#### [EXERCISE TASK 1]
In the exchange about CVs, how many recent years of a candidate's experience does the second commenter say would be enough to know about?
#### [EXERCISE TASK 2]
Pick up the discussion about CVs and interviews after its final sentence and carry it forward.

#### [ARTICLE]
▼
A CV isn't a replacement for an interview, it's a tool to cut down on the number of interviews you have to conduct by giving you better information to make the decision about who to interview.


I never said it is a replacement. I said resume should be consice and get to the point. I have tons of experiences in my area of expertise, but I am not gong to sell you an autobiography of my whole career, because I know the highlight of my career. I also don't need to know your experience from 20 years ago, last 5-8 years would be enough.


> I never said it is a replacement.

No, you were responding as if that was what I was saying.

I'm struggling to understand your point when you say that a CV isn't evidence and people can look good on paper but not in person then. That's not an argument against having more information up front to help you decide whether to interview somebody or not.
▲
#### [DATA LINES]
▼
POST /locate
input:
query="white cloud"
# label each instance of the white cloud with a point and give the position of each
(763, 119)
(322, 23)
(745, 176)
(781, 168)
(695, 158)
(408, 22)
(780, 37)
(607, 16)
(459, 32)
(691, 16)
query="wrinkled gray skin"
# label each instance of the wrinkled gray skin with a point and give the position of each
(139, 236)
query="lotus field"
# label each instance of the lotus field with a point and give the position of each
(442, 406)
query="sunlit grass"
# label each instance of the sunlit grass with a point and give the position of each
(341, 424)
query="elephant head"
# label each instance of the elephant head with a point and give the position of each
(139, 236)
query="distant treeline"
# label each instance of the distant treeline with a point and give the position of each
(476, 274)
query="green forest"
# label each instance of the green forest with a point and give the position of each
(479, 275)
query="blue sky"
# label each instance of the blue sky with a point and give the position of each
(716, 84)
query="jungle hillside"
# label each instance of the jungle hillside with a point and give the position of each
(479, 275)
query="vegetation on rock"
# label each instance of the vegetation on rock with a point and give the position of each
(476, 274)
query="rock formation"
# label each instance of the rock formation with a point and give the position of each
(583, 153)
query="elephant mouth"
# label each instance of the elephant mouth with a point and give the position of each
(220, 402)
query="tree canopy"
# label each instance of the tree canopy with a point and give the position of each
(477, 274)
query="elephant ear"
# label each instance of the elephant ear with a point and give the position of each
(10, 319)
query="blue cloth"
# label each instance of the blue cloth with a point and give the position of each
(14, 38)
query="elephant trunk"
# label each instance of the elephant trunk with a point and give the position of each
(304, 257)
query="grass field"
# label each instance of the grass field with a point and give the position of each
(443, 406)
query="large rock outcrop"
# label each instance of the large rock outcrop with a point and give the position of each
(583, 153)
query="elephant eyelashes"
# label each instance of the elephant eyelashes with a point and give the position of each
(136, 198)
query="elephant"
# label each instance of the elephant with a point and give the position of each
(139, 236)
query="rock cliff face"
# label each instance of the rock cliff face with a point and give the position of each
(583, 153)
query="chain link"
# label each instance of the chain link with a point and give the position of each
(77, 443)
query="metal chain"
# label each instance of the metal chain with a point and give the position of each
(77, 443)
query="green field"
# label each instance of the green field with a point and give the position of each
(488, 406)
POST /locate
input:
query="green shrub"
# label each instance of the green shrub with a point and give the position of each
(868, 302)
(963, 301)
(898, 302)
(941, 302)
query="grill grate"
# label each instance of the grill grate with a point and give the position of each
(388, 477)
▲
#### [REPLY 1]
The last 5-8 years.

#### [REPLY 2]
Because i don't need to know everything up front. I just need to know enough about you to tell me why I should consider interviewing you and enough for me to prepare questions. I don't run interview for 15 minutes. I run between 1-2 hours interview per candidate. If you try to oversell yourself to me, you are trying too hard. I still go through the interview if I think you are the right candidate to interview even if you did send me a 50-page resume, but that doesn't mean I don't want a briefer CV.

So let me ask you the, is it okay for you to get a 20-page resume then instead of 10? How about this, someone with 40 years of experience and now you get a 40-page resume.


Where is this 15 minute interview idea coming from? I run interviews for 1–2 hours as well. I just don't want to waste that time on large numbers of candidates when I can qualify a smaller number more quickly by having better information up front.

Nobody actually does this, but yes, a 40 page CV would be fine as long as it had a cover letter or summary and it was laid out in a way that I could skim it. I'd prefer the 40 page CV to a 1 page résumé any day, because the 1 page résumé doesn't have what I need to make an informed decision. I can skim a 40 page CV in minutes without chasing anybody for more information and without conducting a 1–2 hour interview.

You've still not provided an argument against more information, just said that you don't value it. There's literally no downside as far as I can see. If you're not interested in certain details then you can just skim over them.